PAGE:
◇ ◇ ◇

After many years of relying on preprinted potstakes and clip-on tags to identify products, McCorkle Nurseries recognized a growing trend in the time required to apply labels, label waste and shipping errors. Immediately, the company set out to find a more cost-efficient and permanent method of labeling.

McCorkle Nurseries use Weber label printer-applicators for on-demand labeling For McCorkle Nurseries, a more efficient labeling solution meant one that offers on-demand printing capabilities at production time, maintains the nursery's existing potting rate, reduces manual labor, and produces a label that can endure about three years of full exposure to the outdoor elements.

"Paper and other types of tags wouldn't be durable enough for what we wanted to do," says McCorkle's MIS Director, Dollie Gamble, who researched labeling alternatives for two years. "I knew there had to be a way to automatically label our pots and track them from the fields to shipping."

◇ ◇ ◇

TO BE DONE: Continue the McCorkle Nurseries labeling text from the point at which it stops.

◇ ◇ ◇

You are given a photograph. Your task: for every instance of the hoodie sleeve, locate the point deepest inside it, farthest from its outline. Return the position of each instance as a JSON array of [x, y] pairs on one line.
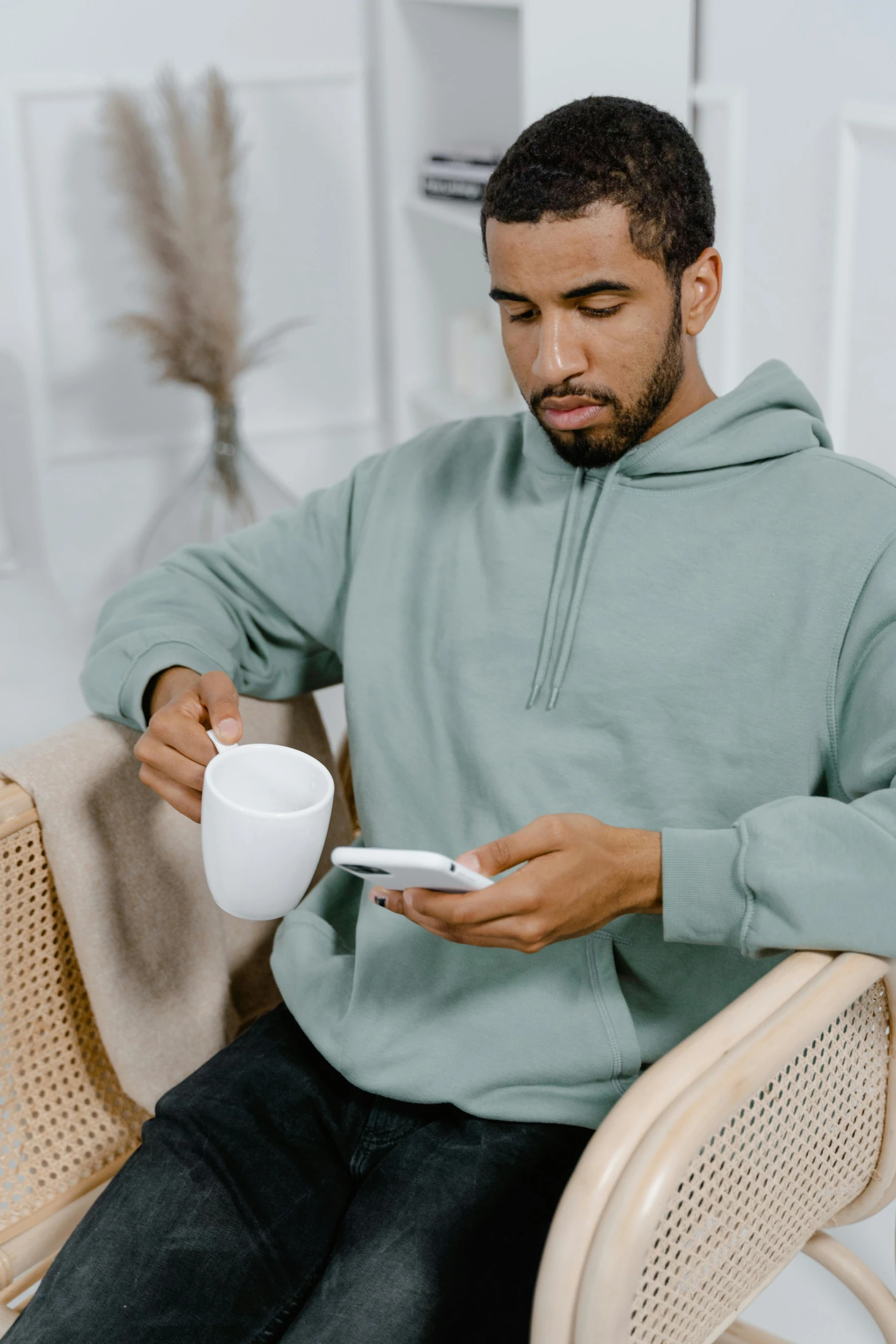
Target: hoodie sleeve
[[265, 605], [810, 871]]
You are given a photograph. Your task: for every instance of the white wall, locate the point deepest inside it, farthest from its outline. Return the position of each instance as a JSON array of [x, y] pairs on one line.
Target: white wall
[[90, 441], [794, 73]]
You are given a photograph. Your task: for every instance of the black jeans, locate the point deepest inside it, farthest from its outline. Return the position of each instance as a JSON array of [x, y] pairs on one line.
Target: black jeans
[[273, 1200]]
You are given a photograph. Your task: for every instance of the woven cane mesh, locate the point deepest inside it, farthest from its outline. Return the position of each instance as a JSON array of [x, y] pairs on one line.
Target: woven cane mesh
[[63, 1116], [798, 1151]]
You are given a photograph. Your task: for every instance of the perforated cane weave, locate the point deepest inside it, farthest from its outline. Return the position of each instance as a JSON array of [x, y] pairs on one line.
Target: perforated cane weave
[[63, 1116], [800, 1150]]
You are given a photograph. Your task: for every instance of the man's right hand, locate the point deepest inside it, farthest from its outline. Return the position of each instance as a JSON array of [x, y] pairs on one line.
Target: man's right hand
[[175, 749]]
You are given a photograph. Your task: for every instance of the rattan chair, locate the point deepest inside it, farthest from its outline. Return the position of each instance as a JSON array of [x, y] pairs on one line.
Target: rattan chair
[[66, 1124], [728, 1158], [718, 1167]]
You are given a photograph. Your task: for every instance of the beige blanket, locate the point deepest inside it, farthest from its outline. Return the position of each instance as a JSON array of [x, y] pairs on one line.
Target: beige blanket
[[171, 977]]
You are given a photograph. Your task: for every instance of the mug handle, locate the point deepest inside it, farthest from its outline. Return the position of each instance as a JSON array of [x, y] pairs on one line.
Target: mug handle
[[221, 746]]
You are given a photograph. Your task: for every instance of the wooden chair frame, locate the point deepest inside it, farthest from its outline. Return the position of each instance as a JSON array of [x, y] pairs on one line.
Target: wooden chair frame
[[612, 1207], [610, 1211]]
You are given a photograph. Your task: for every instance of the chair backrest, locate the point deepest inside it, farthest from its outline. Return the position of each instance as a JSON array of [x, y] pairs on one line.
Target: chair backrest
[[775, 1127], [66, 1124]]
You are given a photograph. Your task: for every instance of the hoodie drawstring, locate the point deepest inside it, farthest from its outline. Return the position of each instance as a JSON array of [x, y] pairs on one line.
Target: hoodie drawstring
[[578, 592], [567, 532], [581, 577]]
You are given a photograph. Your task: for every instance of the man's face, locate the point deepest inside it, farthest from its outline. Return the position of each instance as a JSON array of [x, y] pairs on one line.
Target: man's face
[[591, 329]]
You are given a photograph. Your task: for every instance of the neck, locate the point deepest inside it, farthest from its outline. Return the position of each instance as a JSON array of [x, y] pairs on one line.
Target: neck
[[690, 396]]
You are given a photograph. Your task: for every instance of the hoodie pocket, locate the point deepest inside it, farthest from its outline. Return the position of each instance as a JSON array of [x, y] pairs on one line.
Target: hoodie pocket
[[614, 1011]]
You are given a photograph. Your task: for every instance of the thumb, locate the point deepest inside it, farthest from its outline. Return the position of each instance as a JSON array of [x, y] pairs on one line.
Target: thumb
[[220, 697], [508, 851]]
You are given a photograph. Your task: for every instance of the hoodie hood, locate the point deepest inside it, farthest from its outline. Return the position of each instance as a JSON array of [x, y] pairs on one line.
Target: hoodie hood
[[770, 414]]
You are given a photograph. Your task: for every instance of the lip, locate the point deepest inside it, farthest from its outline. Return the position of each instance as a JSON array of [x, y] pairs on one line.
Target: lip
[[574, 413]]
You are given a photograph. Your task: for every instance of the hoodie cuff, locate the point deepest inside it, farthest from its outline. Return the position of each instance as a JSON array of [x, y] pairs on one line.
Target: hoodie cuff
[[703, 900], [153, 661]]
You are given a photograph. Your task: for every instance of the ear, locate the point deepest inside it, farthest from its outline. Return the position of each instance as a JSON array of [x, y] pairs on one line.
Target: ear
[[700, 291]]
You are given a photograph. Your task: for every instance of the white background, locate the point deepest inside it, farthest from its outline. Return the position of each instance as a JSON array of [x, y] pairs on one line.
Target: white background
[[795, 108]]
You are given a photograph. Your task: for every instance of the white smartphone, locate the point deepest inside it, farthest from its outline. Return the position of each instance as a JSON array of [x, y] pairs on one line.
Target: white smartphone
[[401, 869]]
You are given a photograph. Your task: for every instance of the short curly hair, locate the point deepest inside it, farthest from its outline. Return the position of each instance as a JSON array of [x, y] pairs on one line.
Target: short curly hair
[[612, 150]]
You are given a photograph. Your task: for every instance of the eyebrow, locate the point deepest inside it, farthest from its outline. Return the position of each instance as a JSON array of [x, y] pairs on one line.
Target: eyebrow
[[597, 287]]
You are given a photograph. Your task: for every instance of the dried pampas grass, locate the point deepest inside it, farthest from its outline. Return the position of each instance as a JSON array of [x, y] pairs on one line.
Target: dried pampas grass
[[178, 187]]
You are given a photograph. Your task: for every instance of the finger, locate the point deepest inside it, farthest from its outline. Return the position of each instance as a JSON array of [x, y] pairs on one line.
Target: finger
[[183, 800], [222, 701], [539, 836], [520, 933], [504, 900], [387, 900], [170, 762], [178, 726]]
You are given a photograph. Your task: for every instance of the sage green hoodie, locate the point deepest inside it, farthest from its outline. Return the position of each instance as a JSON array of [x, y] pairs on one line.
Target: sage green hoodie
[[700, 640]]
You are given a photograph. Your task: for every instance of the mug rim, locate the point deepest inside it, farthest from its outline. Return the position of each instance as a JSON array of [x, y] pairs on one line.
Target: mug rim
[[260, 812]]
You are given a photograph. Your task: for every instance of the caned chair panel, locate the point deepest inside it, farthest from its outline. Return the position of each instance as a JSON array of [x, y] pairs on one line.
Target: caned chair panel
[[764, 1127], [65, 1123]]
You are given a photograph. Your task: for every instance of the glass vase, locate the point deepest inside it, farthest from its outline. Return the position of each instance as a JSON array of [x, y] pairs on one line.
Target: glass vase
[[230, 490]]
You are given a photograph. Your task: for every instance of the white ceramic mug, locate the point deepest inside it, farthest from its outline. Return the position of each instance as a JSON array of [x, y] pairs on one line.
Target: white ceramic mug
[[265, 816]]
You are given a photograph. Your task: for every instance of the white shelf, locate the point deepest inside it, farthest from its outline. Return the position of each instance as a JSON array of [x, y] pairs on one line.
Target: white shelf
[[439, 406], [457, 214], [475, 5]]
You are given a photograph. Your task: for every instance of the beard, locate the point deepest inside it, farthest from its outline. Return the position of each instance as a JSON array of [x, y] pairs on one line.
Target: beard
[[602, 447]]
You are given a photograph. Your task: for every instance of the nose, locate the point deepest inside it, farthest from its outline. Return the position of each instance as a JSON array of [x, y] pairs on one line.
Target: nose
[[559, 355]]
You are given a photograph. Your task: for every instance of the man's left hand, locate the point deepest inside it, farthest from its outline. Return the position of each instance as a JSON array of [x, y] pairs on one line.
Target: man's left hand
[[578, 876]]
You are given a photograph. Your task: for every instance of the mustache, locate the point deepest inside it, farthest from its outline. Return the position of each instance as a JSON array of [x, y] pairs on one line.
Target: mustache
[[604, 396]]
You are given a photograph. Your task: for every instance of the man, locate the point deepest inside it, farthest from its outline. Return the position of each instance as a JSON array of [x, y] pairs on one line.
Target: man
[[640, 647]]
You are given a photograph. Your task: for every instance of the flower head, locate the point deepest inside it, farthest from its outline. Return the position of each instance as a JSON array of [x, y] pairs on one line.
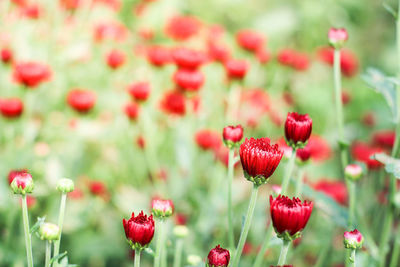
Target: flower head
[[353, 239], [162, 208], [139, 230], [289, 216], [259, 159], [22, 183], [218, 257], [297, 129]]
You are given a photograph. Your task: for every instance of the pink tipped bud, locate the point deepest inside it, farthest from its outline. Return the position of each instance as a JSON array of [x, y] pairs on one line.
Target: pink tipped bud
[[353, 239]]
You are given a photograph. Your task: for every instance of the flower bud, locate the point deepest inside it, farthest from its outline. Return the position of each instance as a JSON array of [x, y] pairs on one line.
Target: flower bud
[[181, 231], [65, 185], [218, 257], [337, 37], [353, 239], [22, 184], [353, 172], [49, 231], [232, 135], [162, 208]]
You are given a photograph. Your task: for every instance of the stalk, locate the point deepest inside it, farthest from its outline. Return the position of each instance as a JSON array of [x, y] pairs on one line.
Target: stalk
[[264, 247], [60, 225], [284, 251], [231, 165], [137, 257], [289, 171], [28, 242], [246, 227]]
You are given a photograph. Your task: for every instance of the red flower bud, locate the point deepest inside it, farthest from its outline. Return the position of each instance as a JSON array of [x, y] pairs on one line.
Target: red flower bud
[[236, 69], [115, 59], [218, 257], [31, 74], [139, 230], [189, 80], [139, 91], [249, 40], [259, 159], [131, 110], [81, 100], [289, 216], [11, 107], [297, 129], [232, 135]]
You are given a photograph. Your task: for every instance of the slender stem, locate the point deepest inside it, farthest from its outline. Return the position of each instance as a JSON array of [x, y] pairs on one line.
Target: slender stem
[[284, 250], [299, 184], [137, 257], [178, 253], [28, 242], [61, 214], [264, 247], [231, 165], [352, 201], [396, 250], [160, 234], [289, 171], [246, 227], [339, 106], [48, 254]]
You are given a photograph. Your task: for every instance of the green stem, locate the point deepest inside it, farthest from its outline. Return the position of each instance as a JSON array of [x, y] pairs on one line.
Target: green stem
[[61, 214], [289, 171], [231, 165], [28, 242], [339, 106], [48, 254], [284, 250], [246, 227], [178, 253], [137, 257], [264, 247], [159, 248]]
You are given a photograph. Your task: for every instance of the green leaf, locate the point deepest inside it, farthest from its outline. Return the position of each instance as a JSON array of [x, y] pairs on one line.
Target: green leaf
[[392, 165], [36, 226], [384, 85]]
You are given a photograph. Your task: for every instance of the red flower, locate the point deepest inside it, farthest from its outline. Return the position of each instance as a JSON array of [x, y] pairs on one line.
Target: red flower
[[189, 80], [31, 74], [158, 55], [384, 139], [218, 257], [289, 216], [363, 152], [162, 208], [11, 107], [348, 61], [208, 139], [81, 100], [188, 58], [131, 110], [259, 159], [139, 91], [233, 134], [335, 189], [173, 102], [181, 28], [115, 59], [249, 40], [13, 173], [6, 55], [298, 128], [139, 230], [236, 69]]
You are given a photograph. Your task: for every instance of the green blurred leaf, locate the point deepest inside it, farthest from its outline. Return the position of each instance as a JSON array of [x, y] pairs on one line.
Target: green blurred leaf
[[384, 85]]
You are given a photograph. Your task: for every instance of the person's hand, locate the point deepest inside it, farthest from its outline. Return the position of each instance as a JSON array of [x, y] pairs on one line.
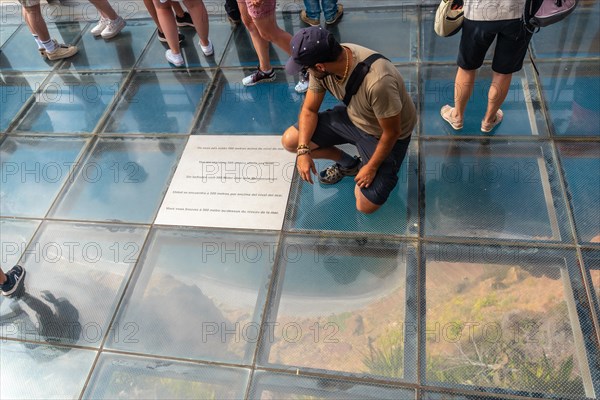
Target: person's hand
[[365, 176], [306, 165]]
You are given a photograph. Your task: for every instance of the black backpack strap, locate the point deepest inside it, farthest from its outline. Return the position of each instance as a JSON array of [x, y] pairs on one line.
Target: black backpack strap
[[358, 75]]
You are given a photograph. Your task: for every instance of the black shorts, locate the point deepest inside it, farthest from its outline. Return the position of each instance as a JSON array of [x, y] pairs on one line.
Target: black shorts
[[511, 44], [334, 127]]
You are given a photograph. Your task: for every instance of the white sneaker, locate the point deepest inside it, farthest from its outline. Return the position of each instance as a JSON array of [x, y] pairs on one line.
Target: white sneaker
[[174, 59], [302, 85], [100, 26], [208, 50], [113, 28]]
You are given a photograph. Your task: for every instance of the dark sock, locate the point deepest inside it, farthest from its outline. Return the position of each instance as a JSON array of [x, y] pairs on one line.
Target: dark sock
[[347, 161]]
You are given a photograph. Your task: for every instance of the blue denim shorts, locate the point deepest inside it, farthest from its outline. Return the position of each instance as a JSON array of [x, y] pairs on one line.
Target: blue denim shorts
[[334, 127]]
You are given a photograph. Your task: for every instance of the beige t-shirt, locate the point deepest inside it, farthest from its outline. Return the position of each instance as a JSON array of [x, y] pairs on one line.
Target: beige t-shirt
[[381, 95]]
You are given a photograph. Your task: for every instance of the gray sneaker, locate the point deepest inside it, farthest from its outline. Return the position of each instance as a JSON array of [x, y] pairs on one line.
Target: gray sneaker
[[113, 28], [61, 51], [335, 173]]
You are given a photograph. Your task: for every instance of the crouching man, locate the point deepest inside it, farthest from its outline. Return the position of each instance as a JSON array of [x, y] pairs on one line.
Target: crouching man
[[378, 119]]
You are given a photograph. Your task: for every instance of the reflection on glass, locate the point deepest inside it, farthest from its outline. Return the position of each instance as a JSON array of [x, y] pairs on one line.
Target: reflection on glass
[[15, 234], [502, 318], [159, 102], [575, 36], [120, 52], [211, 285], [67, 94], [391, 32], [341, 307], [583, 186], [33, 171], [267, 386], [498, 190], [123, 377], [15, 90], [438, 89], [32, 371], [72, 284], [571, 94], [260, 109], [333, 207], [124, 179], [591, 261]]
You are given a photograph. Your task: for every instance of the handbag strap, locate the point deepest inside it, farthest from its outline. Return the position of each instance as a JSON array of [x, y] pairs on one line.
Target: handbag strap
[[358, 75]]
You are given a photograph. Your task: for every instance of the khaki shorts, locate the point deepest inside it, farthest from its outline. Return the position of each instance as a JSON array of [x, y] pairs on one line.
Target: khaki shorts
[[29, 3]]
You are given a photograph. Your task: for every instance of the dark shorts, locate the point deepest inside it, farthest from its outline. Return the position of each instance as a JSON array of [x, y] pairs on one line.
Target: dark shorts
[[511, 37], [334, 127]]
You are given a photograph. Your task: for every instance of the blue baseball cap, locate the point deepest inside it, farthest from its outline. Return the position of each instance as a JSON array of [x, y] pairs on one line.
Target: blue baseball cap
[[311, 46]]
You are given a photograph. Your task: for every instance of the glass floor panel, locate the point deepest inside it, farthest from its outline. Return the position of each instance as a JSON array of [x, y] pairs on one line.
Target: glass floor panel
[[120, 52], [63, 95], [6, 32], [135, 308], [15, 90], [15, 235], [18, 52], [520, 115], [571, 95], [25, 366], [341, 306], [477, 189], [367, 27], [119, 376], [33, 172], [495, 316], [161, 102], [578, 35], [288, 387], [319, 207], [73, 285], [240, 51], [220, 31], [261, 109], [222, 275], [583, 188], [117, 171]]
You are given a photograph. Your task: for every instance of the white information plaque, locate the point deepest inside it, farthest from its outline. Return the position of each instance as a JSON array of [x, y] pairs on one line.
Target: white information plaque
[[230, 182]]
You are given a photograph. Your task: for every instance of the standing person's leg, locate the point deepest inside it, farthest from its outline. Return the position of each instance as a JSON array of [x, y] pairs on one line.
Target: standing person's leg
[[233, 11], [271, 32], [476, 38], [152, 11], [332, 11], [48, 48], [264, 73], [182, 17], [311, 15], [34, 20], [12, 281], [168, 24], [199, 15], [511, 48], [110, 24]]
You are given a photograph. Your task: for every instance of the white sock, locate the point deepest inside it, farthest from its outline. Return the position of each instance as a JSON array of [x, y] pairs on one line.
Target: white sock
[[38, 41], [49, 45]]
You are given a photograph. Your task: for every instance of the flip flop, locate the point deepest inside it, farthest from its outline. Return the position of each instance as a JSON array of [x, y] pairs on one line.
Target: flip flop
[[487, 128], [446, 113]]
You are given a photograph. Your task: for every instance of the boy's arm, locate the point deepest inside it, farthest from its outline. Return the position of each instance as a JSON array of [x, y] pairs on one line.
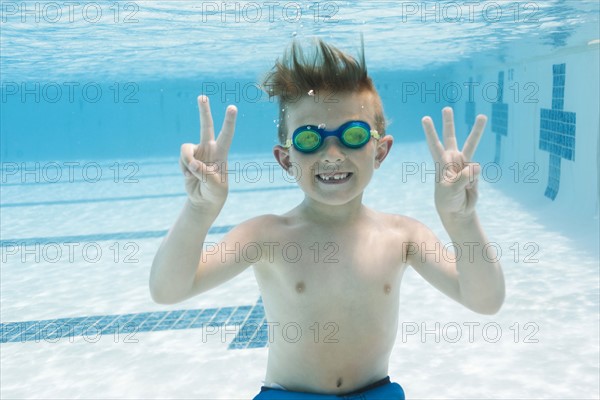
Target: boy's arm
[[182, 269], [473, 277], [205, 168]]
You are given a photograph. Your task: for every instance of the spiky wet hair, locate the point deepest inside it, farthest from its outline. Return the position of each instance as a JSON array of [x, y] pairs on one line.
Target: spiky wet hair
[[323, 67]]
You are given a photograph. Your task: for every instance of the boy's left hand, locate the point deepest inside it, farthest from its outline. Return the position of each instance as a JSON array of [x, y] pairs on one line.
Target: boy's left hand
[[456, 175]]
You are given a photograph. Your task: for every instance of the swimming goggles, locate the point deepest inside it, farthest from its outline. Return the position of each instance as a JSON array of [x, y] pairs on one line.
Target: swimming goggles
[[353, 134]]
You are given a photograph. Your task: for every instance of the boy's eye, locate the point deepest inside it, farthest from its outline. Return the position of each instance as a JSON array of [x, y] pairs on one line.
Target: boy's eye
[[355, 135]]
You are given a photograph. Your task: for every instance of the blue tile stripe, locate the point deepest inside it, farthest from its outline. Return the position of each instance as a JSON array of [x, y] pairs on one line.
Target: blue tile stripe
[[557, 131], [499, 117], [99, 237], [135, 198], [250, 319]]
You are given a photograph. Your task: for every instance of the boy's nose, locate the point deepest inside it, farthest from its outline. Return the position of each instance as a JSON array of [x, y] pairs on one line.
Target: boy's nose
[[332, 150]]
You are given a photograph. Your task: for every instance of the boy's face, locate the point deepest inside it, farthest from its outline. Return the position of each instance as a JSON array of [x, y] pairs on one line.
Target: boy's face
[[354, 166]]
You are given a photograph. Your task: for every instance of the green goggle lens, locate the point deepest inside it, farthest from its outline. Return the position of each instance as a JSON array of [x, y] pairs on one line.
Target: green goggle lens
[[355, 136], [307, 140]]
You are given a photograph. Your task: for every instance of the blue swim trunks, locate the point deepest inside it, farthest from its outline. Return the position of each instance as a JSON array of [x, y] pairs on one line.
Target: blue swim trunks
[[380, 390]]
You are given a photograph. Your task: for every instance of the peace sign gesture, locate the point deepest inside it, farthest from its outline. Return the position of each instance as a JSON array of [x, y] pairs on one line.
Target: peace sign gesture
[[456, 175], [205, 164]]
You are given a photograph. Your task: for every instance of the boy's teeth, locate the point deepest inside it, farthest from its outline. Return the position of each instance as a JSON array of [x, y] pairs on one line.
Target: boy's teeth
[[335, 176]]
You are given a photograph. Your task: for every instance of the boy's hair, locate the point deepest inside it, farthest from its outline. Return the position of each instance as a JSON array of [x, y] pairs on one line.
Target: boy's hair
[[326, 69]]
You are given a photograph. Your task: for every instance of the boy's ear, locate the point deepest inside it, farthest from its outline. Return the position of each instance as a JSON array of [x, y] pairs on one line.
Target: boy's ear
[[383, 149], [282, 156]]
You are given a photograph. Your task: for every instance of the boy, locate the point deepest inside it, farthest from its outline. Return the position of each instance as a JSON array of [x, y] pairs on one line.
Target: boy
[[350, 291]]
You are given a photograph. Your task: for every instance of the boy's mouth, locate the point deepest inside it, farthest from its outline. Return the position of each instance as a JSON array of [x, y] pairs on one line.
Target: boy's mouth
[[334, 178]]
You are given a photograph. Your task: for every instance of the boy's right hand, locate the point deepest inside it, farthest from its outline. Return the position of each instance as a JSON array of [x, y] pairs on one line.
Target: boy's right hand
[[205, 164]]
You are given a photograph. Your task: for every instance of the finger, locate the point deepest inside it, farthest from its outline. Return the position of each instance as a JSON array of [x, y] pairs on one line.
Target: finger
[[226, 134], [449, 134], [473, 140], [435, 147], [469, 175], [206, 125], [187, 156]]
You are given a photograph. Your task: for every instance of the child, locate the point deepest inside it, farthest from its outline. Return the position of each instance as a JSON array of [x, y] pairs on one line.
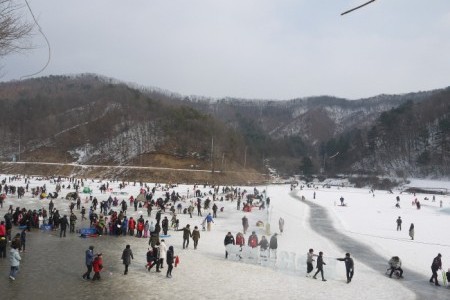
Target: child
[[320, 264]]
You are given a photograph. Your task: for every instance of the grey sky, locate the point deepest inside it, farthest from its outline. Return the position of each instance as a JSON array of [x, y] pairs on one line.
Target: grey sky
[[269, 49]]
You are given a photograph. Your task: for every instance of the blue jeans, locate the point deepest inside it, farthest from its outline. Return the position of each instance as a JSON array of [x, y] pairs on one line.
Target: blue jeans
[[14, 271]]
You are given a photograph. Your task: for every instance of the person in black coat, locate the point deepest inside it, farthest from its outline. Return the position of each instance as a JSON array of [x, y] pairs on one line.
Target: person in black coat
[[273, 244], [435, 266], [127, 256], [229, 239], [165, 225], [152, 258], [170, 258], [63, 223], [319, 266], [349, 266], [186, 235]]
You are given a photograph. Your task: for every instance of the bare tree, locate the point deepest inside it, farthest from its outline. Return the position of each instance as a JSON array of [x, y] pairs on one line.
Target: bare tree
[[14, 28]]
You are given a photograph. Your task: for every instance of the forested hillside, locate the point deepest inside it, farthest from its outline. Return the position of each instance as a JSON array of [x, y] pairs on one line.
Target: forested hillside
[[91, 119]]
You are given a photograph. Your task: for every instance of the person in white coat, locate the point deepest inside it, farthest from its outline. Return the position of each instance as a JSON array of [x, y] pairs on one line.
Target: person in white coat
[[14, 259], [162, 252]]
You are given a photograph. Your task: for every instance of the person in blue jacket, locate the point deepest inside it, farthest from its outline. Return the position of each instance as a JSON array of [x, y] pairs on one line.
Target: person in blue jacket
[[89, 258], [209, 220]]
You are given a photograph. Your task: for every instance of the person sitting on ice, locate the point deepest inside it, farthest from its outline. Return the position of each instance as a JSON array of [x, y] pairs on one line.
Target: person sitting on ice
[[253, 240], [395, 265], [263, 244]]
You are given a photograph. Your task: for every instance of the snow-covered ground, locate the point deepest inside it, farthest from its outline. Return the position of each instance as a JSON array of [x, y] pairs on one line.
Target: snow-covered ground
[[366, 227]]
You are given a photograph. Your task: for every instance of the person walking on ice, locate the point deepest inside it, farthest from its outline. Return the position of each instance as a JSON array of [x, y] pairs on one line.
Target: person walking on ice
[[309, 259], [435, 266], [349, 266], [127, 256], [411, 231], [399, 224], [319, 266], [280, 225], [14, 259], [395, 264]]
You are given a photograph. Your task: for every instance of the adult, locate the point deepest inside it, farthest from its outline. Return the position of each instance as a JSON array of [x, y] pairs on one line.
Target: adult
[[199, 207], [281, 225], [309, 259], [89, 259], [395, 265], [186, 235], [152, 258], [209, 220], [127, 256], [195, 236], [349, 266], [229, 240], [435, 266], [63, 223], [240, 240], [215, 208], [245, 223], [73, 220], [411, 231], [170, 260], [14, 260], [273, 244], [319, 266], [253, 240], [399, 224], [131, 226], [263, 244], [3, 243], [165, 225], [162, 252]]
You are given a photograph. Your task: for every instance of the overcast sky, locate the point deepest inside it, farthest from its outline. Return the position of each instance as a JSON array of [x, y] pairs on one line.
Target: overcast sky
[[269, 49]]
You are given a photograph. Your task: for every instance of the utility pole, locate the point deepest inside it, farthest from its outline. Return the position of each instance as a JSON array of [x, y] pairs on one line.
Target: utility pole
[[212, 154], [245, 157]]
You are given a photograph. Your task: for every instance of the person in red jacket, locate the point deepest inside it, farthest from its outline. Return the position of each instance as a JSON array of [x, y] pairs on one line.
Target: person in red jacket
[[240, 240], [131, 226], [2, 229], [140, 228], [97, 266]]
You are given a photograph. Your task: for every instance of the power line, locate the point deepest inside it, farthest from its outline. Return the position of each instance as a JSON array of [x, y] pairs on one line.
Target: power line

◇ ◇ ◇

SOLVED EXERCISE:
McCorkle found its labeling solution through Weber Marking Systems, Inc., Arlington Heights, Illinois. Weber supplied McCorkle with a custom print-and-apply labeling system that permits on-demand labeling and high-speed automatic application, while offering a pressure-sensitive label that combats anything that Mother Nature throws its way.


McCorkle outgrows tags and stakes

Family-owned and operated, McCorkle Nurseries, Dearing, GA, was founded in 1942 by C.S. McCorkle. Now under the leadership of the family's second and third generations, McCorkle Nurseries has expanded into a 250-acre growing facility with 150 employees, a sales office in Atlanta and markets throughout the southeastern United States.

McCorkle's production planner features Southern-Grown Plants For Southern LandscapesTM found primarily in Georgia, Alabama, North Carolina, South Carolina and Tennessee. McCorkle grows about 1,000 different perennials, groundcovers, trees, shrubs and vines for landscapers, garden centers, distributors and retail stores, such as Home Depot.

McCorkle must ensure that the orders being shipped out on a daily basis match customer requests. The stakes and clip-on tags that McCorkle had been using, which were preprinted with UPC bar codes and product information, did not consistently accomplish this. Plants that were not in full bloom could be mislabeled, plus the tags frequently blew off en route to customer sites, risking identification, pricing and inventory errors at the customer's end.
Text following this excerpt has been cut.